### WHAT NEEDS TO BE DONE
Below is a set of records. Repeat all of them exactly.

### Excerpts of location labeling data

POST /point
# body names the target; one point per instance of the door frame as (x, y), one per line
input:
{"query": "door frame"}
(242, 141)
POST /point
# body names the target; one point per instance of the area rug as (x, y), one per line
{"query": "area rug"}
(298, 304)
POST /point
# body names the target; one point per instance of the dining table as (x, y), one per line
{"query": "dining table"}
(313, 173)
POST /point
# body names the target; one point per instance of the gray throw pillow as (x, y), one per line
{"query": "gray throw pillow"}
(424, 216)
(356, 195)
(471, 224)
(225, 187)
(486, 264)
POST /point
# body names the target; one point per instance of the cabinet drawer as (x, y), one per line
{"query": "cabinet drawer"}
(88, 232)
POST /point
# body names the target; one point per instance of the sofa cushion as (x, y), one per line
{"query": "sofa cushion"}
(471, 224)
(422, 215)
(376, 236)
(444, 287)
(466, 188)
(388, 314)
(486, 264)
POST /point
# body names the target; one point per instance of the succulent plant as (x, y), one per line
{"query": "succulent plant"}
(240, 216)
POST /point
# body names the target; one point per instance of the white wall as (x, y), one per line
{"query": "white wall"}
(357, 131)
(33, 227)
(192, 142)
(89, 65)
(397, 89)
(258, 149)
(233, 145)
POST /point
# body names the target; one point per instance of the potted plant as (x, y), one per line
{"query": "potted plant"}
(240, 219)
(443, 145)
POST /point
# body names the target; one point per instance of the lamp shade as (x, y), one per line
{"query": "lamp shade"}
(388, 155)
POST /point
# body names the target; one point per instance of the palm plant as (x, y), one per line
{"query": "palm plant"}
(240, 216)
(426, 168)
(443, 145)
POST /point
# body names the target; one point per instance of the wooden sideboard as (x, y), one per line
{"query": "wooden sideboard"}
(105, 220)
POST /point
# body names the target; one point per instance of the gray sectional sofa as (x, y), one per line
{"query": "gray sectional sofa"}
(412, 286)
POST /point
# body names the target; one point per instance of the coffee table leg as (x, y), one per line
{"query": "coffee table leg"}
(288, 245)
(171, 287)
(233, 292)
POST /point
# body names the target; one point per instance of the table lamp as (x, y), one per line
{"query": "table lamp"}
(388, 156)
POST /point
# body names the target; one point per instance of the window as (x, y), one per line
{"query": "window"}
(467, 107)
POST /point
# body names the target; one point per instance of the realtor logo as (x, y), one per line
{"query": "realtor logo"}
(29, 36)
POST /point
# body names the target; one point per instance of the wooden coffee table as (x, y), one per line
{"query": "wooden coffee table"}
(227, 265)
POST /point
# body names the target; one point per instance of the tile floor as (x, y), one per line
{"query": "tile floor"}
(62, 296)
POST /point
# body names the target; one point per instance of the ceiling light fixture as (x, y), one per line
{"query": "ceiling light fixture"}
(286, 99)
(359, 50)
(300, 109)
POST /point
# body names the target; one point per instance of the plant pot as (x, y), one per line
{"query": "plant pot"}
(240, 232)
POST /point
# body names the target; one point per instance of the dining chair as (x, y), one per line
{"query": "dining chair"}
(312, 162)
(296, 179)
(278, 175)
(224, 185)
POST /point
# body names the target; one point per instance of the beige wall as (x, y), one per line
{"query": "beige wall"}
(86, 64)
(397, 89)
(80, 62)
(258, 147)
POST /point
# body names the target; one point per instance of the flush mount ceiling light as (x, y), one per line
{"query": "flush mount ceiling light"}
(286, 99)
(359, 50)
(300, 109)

### TASK SOLUTION
POST /point
# body names the target; one point per instance of the door frame as (x, y), one per line
input:
{"query": "door frame"}
(242, 141)
POST /point
# body names the target; one point per instance of the area rug as (x, y), one per line
{"query": "area rug"}
(298, 304)
POST /point
# body names the target; one point per instance of the dining table as (x, y), one per line
{"query": "dining table"}
(313, 173)
POST /point
# body names the target; one point per instance of the gray throw pillow as (x, y), one per line
{"query": "gray throw pillow"}
(424, 216)
(356, 195)
(471, 224)
(225, 187)
(486, 264)
POST /point
# body names the target; one point per instance of the cabinet drawer as (x, y), one per line
{"query": "cabinet drawer"}
(88, 232)
POST /point
# body names the target; one point per instance of the sofa cushion as (x, y), one per line
{"query": "sofa cushion"}
(471, 224)
(422, 215)
(376, 236)
(444, 287)
(466, 188)
(388, 314)
(486, 264)
POST /point
# body names the target; one point per instance of the succulent plant as (x, y), one per line
{"query": "succulent plant"}
(240, 216)
POST /point
# body names the target; one point per instance of the white wall as (x, y), one per line
{"query": "white wall"}
(357, 131)
(33, 227)
(192, 142)
(89, 65)
(397, 89)
(258, 149)
(233, 145)
POST /point
# body names the target; one point per instance of the potted plant as (x, y), one per line
{"query": "potted plant"}
(240, 219)
(443, 145)
POST /point
# body names the target; one point per instance of the lamp shade as (x, y), one per line
{"query": "lamp shade"}
(388, 155)
POST /point
# body names the target; one point per instance of the palm plant as (x, y), one per line
{"query": "palm plant"}
(240, 216)
(426, 168)
(443, 145)
POST /point
# body names the target; one point per instance of the wooden sideboard as (x, y), one per line
{"query": "wooden sideboard"}
(105, 220)
POST /point
# body names the target; one point per instance of the gray sectional sofa as (x, y), one per line
{"query": "gray sectional sofa"}
(412, 286)
POST /point
# body names the target; one point per instance of the coffee table leg as (x, y), one per line
{"query": "coffee table leg"}
(288, 245)
(171, 287)
(233, 292)
POST /point
# body names the target; one point per instance of the table lamp as (x, y), one per line
{"query": "table lamp"}
(388, 156)
POST /point
# body names the target; one point per instance of the window as (x, y), one per line
{"query": "window"}
(467, 107)
POST /point
# body names the target; one point per instance of the realtor logo as (x, y), one per line
{"query": "realtor logo"}
(29, 36)
POST /point
# body names the target; one point per instance of the wooden coffee table as (x, y), one per line
{"query": "wooden coffee table"}
(227, 265)
POST /point
# body names the target; one point per instance of the tile floor as (x, y), one per line
{"query": "tile floor"}
(62, 296)
POST /point
# body names the target; one point per instance of the ceiling light fixture as (x, y), one per line
{"query": "ceiling light fixture"}
(286, 99)
(359, 50)
(300, 109)
POST /point
# body names the target; one point per instance of the plant pot as (x, y), one per line
{"query": "plant pot"}
(240, 232)
POST /point
# body names the target; one point per instance of the dining chair as (x, y), one per line
{"query": "dining chair"}
(312, 162)
(296, 179)
(278, 175)
(224, 185)
POST /point
# body names the target; one point per instance of the beige wall as (x, y), one per line
{"query": "beige wall"}
(86, 64)
(397, 89)
(80, 62)
(258, 147)
POST /point
# body names the target; one point per instance of the flush mount ceiling light as (x, y), one per line
{"query": "flush mount ceiling light"}
(286, 99)
(359, 50)
(300, 109)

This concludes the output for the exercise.